WHAT YOU HAVE TO DO - Reproduce the records below word for word, leaving out the pictures.

⁂

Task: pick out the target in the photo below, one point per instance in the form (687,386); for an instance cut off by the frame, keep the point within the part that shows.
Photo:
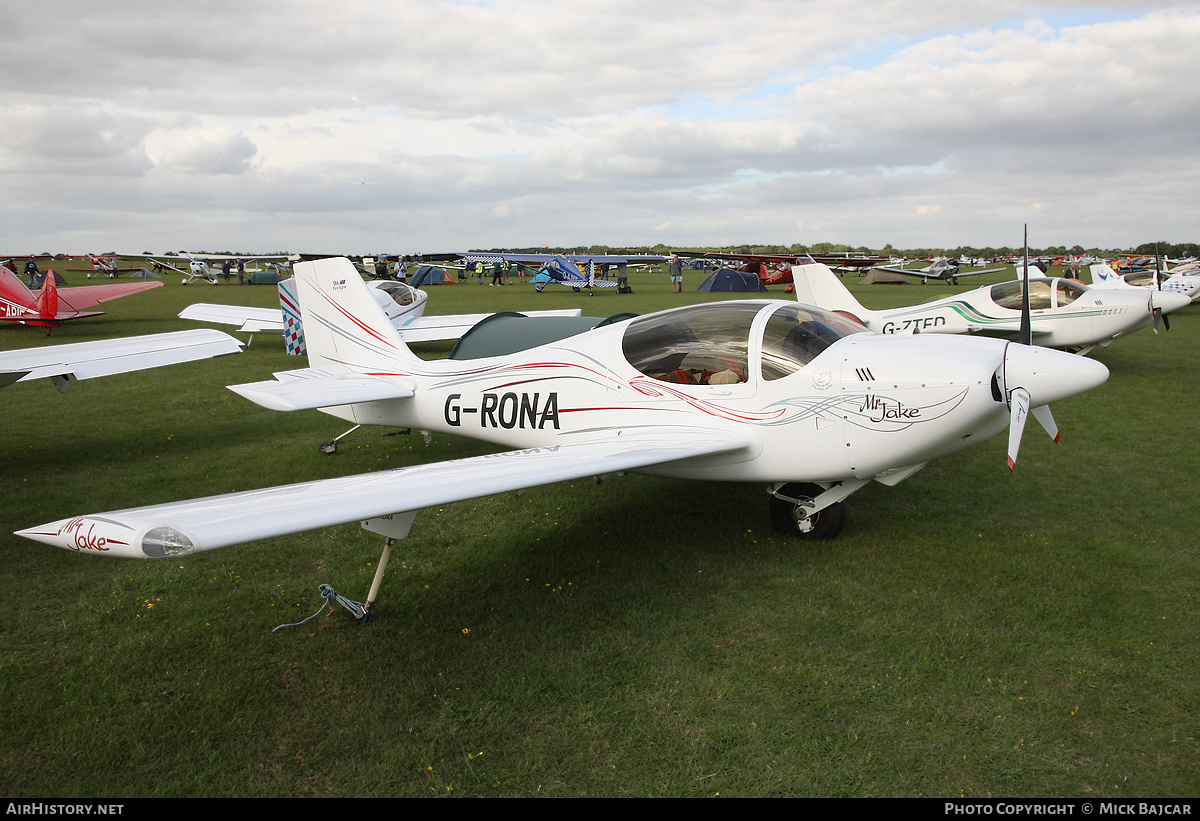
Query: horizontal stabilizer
(249,319)
(88,360)
(310,388)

⁂

EXERCISE OUTPUT -
Task: pick out the target in the photo below, one point per instance in the form (687,386); for an instance cut off by the frame, keep the point within the part that shows.
Photo:
Query: horizontal stabilizer
(249,319)
(88,360)
(310,388)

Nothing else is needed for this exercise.